▶ [DATASET ENTRIES]:
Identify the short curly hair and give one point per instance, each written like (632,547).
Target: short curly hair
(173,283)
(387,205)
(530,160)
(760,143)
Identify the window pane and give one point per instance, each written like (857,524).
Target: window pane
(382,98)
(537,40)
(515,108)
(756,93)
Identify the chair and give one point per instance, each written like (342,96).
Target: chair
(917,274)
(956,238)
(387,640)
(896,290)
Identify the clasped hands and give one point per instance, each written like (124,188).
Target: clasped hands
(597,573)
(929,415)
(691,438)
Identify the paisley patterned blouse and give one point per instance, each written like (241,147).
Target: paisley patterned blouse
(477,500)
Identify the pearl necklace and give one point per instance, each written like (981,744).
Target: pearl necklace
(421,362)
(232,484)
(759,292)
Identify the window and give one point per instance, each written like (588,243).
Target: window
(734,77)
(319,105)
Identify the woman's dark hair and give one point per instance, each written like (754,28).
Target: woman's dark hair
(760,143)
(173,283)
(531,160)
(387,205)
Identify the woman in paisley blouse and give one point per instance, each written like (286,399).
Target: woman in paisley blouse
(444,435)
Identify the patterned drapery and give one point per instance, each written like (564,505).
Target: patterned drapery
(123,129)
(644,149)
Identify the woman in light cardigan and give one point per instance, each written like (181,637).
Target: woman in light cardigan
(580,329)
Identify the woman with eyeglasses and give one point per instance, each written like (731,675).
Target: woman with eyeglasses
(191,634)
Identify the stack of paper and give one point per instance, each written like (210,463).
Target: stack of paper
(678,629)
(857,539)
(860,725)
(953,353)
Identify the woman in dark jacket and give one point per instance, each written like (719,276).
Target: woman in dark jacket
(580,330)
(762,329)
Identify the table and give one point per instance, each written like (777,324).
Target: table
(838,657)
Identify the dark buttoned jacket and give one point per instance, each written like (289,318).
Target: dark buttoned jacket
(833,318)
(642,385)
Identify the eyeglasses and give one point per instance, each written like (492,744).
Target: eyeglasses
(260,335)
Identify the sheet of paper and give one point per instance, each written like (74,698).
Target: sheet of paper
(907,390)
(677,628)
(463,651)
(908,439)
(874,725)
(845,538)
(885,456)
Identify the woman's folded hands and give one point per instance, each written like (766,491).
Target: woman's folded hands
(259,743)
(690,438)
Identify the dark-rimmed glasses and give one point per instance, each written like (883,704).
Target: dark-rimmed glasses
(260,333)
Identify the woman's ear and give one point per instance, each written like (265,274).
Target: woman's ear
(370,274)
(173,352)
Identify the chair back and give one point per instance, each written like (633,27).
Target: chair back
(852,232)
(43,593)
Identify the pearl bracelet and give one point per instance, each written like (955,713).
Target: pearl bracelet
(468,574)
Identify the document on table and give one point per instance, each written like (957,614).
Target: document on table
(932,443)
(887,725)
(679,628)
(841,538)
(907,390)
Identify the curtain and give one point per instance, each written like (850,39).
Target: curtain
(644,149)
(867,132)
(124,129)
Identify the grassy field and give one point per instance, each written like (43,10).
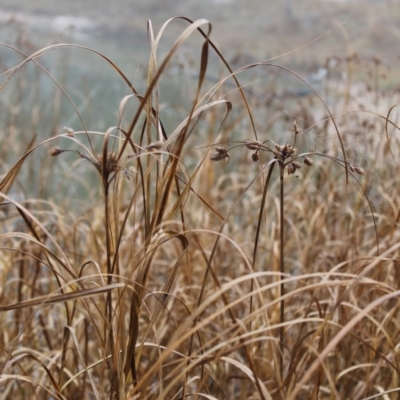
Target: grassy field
(198,239)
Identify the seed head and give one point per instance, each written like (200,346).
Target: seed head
(69,131)
(220,154)
(255,156)
(295,128)
(252,145)
(296,164)
(155,146)
(359,170)
(291,168)
(55,151)
(308,161)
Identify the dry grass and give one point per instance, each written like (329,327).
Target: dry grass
(209,260)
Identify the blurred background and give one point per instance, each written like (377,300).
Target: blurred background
(310,37)
(248,31)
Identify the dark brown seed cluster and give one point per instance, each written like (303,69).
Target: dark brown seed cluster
(55,151)
(293,167)
(296,128)
(358,170)
(284,151)
(220,154)
(111,164)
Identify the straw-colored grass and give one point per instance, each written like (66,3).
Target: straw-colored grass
(250,251)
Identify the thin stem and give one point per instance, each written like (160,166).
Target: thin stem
(282,269)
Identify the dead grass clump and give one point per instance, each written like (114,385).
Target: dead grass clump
(147,266)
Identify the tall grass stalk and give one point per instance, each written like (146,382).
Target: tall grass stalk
(236,246)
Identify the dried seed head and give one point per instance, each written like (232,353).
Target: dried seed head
(252,145)
(220,154)
(296,128)
(308,161)
(285,150)
(69,131)
(359,170)
(296,164)
(291,169)
(255,156)
(154,146)
(55,151)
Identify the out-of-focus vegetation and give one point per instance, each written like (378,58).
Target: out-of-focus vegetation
(197,227)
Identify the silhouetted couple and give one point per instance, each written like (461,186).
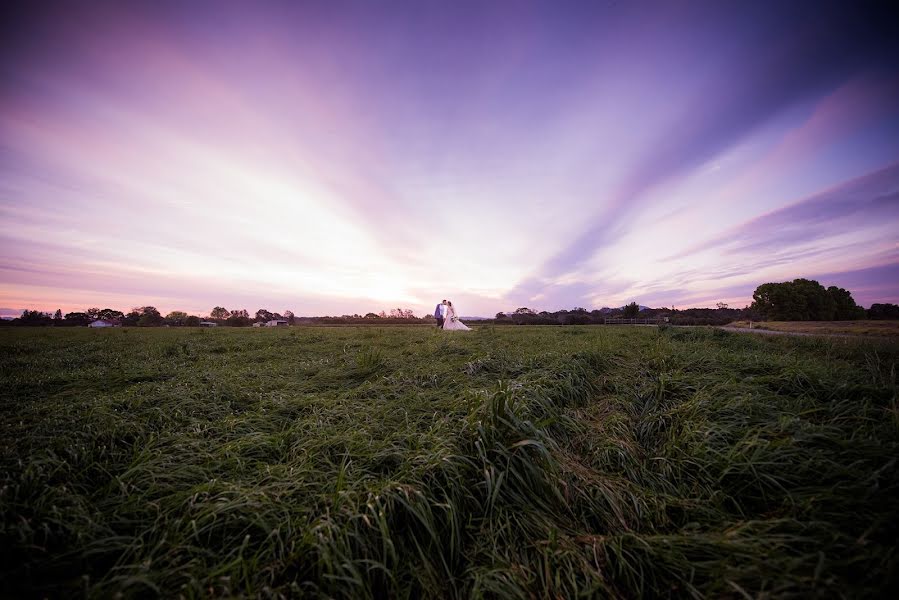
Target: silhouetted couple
(445,313)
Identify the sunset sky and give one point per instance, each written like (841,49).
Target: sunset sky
(342,157)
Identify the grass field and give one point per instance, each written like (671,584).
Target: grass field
(863,328)
(405,462)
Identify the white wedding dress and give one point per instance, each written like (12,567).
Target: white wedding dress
(452,321)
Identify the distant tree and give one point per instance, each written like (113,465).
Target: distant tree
(149,316)
(797,300)
(77,319)
(34,317)
(845,307)
(108,314)
(238,319)
(631,310)
(882,312)
(176,318)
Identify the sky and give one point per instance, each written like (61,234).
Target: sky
(345,157)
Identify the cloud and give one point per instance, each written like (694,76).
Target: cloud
(869,201)
(797,58)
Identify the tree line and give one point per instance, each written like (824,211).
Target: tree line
(797,300)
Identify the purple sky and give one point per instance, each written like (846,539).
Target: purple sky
(342,157)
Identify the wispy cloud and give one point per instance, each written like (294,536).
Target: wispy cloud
(344,157)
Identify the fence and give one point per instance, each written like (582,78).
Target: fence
(621,321)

▶ [BRIEF]: Only these are to be transcribed: the line with "Identify the purple" and every line after it through the last line of the entries, each exactly.

▶ [TASK ANSWER]:
Identify the purple sky and give one point per instance, each written like (846,539).
Target: purple sky
(342,157)
Identify the wispy cloud and give one point per instance, each written like (294,536).
Target: wispy cloud
(344,157)
Identify the fence and give one point per instance, each written like (582,78).
Target: fence
(621,321)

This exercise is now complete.